:: ACTIONS TO TAKE ::
• 1. According to the PerioGT setup notes, about how long does pre-training take, and on what hardware?
• 2. Retype the part of the PerioGT setup notes starting at "After run the" and ending at "weights of backbone.".

We provide a script to pre-train the base model (100M). Switch to the scripts directory.
bash pretrain.sh
Here we show some option arguments inside the pre-training scripts. The backbone of PerioGT can be specified by --backbone
argument, and the capacity of a model can be specified by the --config
argument.
python -u -m torch.distributed.run \
--nproc_per_node=3 \
--nnodes=1 \
pretrain.py \
--backbone $BACKBONE \
--config $CONFIG \
We implement the light and GraphGPS architectures. The pre-training process takes approximately 50 hours on three RTX4090 GPUs, so we provide the pre-trained checkpoint, which you can download from the given link. Download the pretrained weights checkpoints.zip
and put checkpoints/pretrained/light/base.pth
in PerioGT_common/checkpoints/pretrained/light
directory.
After run the pre-training script or download the pre-trained weights, we fine-tune the models on downstream tasks. First, we use egc
dataset as an example and provide a script to prepare PolyGraphs:
bash prepare_ft_dataset.sh
You can change the dataset by specifying the --dataset
argument in the script. The computation process of prompts is time-consuming, and we provide the processed dataset at link. Please unzip the downloaded egc.zip
file and place the egc
directory in the PerioGT_common/datasets/
directory. Finally, model can be fine-tuned by running:
bash finetune.sh
The --mode freeze
argument can be used to fix the weights of backbone.
After fine-tuning, evaluate the model by running the following script:
bash evaluation.sh
You can also download our fine-tuned checkpoints from link. Please place the downloaded weights in the checkpoints/egc
directory.

:: GIVEN INFORMATION ::
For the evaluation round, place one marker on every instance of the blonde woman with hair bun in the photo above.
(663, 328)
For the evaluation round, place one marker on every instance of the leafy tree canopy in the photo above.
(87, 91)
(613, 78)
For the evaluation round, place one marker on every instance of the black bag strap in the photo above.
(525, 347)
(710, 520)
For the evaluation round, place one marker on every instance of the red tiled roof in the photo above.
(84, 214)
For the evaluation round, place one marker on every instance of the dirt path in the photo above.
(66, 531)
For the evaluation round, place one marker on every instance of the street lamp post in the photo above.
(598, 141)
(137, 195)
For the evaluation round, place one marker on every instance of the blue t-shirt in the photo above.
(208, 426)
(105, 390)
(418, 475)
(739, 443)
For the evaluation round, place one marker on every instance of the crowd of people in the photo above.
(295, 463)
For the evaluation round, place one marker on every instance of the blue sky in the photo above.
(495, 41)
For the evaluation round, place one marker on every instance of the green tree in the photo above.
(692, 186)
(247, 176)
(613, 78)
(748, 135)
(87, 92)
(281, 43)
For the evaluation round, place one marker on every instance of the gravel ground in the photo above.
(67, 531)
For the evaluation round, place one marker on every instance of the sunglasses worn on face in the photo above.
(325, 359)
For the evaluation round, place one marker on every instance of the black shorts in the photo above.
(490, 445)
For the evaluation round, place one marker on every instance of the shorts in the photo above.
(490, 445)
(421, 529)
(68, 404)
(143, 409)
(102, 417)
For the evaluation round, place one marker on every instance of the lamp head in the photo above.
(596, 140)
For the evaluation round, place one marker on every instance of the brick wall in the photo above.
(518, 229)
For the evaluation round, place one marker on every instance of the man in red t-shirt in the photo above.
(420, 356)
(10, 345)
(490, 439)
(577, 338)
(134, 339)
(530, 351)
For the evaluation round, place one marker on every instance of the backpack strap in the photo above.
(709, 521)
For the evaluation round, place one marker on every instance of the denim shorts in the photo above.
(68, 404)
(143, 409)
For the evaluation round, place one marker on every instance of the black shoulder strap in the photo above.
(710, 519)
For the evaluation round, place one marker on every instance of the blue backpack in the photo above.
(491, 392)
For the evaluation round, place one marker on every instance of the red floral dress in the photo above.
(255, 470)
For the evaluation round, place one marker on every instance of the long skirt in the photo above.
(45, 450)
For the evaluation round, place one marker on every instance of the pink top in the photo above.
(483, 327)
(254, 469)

...

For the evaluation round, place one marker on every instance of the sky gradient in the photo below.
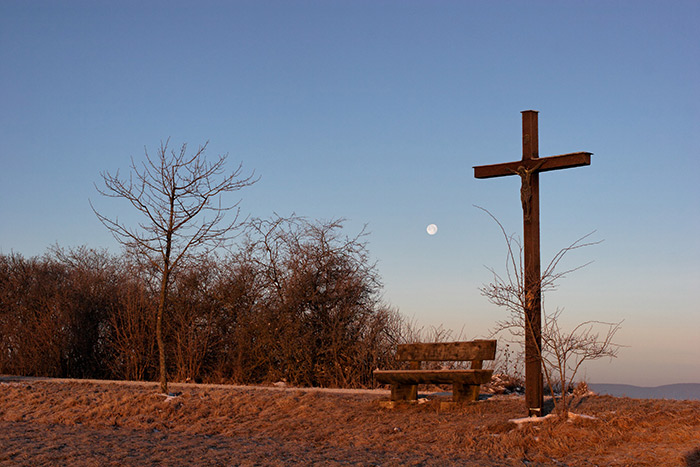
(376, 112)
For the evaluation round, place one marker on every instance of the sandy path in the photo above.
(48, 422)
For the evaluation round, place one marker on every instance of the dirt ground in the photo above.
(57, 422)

:: RESPONSES FOR EACH TASK ::
• 1. Approximately 50 hours on three RTX4090 GPUs.

• 2.
After run the pre-training script or download the pre-trained weights, we fine-tune the models on downstream tasks. First, we use egc
dataset as an example and provide a script to prepare PolyGraphs:
bash prepare_ft_dataset.sh
You can change the dataset by specifying the --dataset
argument in the script. The computation process of prompts is time-consuming, and we provide the processed dataset at link. Please unzip the downloaded egc.zip
file and place the egc
directory in the PerioGT_common/datasets/
directory. Finally, model can be fine-tuned by running:
bash finetune.sh
The --mode freeze
argument can be used to fix the weights of backbone.